━━━━━ EXTRACTED DATA ━━━━━

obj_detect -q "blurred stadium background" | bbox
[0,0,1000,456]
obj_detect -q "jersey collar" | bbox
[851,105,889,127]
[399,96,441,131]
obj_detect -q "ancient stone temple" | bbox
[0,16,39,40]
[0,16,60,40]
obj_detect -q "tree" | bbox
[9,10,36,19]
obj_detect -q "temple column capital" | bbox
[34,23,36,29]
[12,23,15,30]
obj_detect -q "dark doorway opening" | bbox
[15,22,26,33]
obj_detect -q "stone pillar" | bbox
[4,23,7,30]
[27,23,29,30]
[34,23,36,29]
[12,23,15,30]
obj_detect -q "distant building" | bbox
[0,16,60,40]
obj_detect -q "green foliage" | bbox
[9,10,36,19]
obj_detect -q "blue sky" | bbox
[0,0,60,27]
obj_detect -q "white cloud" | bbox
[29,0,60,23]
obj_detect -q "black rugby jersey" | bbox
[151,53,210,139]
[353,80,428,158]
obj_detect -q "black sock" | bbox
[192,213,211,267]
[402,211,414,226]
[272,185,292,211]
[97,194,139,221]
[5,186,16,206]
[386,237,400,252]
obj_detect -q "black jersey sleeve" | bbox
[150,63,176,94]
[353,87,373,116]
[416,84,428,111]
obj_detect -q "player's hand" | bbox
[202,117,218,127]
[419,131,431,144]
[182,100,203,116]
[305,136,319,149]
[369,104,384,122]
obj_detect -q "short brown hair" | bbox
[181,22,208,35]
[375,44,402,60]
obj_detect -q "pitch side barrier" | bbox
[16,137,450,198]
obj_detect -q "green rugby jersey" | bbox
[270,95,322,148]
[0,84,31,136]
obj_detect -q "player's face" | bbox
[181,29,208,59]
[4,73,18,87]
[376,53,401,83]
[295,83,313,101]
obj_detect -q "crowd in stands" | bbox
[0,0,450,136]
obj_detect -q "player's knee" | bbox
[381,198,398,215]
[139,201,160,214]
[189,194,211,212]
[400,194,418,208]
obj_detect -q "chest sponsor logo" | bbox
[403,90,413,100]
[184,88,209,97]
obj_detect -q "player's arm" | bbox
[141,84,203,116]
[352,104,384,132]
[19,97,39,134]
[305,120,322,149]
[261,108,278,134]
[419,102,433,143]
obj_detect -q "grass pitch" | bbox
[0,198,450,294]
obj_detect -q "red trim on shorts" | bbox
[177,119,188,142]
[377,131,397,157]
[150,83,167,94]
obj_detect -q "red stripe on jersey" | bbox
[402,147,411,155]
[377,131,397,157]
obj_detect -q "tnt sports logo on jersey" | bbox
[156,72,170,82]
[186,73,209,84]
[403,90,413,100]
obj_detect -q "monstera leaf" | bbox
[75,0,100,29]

━━━━━

■ EXERCISE BRIEF
Report how many lines of the records contain the word "jersey". Give only the number.

■ RESPONSE TO THE TASK
6